* [Action item]
Answer these questions using the article about David Ogden Stiers as an orchestra conductor.
(a) Which newspaper profiled Stiers in 1989?
(b) Which character did Stiers play in Beauty and the Beast?
(c) Aside from a penchant for singing, what musical training did Stiers have?

* [Provided passage]
Behind the podium: David Ogden Stiers was an orchestra conductor outside of M*A*S*H

A great actor, and a passionate patron of the arts.

Actors get to live different lives with each project. One moment, an actor might be a firefighter, the next an ambassador to France. An actor might wake up on Monday as a high-degree thief, and then be the heavyweight champion of the world by Friday. Even the medium might change; a stage actor one week might be on TV the next.

David Ogden Stiers, it needs to be noted, was able to live in a way that overshadowed even his most interesting roles. That’s really saying something, too; the guy was a Korean War army surgeon, a district attorney, and an anthropomorphic clock! But in real life, he was more than that. David Ogden Stiers was a full human being, and his experiences could never be whittled down to fit into a feature presentation.

Take, for instance, Stiers’ interest in the orchestra. While his roles as both M*A*S*H‘s Major Winchester and Beauty and the Beast‘s Cogsworth had an air of sophistication, neither could point towards the real-life passion Stiers felt about music. The aristocratic stuffy characters he played had only an appreciation of the arts in common with the man behind the roles. And he wasn’t just a fan. Stiers’ passion brought him out of his seat and all the way up to the stage.


In 1989, Stiers was profiled by The Salt Lake Tribune ahead of a performance where he’d guest conduct the Utah Symphony. Stiers was an old pro at that point; he’d already guest-conducted many major American symphony ensembles, including orchestras in Portland, San Francisco, San Diego, Honolulu, and Los Angeles. It might surprise you, then, to learn that Stiers had very little in the way of musical education. Aside from a few childhood piano lessons, and a penchant for singing, David Ogden Stiers was just a fan. Although he struggled to read music, Stiers boasted “I have a very accomplished ear, however.”

So, what were ticket-holders in for with Stiers conducting business? “I really don’t know,” Stiers told the Tribune. “Nothing is planned. You can probably expect a little dancing, maybe a little audience participation, certainly some patter…” he said.

One thing you could count on, though: The entire affair would be carried out with the utmost respect. “The thing I try never to do is overshadow the orchestra – and that would certainly be hard in the case of the Utah Symphony – it is one of the finest.”

“I have a great deal of fun with orchestras and talking directly to audiences: perhaps talking about orchestras in ways audiences don’t think of.”

So why, exactly, would Stiers, an actor, take the stage with an orchestra? “You know, it’s my deepest hope,” he remarked, “that people who don’t ordinarily go to concert halls will come to hear this concert. I’d like for them to hear, in a much less pressured situation, the live sound of an orchestra, because it changes your life!”

Data items
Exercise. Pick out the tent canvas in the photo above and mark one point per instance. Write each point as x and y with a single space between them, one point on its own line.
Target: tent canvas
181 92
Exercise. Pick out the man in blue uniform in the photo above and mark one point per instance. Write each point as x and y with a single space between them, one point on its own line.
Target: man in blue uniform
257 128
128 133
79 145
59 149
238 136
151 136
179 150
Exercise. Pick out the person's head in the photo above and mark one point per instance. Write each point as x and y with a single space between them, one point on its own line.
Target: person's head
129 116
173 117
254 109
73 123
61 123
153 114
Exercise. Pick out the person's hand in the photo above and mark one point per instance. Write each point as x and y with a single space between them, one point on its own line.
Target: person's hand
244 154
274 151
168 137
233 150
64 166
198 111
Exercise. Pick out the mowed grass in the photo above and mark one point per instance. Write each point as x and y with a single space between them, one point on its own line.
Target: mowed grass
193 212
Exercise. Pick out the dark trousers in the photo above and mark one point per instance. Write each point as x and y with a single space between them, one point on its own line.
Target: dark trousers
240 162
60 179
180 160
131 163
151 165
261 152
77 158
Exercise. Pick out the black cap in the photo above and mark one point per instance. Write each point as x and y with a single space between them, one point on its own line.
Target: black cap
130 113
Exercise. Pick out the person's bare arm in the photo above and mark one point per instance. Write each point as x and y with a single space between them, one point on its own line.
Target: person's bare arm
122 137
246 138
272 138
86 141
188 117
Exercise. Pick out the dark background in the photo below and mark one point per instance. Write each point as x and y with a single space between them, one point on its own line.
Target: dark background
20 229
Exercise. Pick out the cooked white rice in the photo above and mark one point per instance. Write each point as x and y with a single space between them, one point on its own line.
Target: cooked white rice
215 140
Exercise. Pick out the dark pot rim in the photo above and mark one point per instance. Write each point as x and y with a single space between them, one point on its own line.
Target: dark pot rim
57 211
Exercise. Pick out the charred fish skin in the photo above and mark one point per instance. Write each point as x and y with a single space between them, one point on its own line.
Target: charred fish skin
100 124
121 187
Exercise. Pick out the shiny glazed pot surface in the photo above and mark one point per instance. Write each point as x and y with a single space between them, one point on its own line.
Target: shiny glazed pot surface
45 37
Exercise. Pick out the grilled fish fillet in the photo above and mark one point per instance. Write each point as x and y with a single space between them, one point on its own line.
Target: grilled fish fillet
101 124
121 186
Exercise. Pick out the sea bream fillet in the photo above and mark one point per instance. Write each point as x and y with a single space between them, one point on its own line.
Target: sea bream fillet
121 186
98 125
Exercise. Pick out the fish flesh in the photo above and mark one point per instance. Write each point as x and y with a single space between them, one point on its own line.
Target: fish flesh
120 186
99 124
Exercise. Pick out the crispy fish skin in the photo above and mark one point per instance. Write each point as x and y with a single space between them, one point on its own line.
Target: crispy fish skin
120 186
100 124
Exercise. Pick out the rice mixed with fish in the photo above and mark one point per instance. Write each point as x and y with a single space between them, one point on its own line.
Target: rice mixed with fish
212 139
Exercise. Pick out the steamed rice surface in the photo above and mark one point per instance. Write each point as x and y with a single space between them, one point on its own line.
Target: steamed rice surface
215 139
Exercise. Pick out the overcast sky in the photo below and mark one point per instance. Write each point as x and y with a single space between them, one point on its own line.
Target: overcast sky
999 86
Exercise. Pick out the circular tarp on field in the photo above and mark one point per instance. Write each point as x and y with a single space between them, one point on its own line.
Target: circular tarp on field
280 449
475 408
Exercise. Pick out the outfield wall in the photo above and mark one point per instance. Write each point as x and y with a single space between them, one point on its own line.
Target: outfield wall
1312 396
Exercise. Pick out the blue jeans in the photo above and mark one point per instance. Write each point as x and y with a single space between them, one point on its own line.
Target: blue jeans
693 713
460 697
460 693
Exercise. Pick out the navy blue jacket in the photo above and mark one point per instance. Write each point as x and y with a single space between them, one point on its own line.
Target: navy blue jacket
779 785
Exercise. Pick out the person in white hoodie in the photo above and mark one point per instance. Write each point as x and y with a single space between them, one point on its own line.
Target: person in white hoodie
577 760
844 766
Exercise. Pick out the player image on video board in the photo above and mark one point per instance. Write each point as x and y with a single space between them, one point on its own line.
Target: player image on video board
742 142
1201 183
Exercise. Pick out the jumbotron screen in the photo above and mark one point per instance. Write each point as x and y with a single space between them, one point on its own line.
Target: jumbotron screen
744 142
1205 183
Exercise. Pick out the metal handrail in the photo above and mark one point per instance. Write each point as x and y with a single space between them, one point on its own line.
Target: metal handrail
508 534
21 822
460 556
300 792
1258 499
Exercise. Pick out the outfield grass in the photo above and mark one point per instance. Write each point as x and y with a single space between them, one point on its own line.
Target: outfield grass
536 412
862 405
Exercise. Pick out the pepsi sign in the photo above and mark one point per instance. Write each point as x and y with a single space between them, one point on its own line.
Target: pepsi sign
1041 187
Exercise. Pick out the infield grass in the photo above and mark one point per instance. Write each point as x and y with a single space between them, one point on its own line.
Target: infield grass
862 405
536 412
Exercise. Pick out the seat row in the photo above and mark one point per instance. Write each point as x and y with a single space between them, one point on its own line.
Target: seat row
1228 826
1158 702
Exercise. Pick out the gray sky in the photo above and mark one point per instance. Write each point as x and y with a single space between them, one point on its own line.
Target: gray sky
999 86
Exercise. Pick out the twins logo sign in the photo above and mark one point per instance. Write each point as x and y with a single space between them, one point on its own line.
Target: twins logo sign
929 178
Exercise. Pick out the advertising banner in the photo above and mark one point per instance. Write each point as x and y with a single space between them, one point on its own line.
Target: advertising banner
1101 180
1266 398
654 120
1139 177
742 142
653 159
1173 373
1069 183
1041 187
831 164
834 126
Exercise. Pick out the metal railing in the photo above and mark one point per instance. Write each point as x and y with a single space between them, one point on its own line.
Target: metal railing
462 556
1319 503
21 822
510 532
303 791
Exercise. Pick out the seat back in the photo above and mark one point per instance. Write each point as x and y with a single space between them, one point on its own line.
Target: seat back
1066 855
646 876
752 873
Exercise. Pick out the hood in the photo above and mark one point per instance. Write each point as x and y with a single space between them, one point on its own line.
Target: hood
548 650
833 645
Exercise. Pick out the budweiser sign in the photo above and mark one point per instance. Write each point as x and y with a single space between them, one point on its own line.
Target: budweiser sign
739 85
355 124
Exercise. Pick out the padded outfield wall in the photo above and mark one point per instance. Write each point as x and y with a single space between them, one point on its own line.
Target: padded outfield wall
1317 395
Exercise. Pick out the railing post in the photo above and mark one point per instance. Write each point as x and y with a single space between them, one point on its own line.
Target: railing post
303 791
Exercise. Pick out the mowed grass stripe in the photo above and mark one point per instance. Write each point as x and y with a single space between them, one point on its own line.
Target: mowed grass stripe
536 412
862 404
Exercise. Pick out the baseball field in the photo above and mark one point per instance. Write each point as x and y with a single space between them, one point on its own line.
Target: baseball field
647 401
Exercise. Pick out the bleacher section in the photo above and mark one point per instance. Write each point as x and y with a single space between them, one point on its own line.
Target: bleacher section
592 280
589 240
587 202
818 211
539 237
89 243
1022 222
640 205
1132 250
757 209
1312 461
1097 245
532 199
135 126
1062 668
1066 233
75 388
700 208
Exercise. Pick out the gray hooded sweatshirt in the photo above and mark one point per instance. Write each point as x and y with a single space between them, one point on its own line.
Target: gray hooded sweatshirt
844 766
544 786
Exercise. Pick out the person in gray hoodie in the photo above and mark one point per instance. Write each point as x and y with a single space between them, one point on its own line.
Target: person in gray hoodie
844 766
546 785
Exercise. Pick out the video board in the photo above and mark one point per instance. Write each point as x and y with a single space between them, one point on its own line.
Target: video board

* [Exercise output]
(a) The Salt Lake Tribune
(b) Cogsworth
(c) A few childhood piano lessons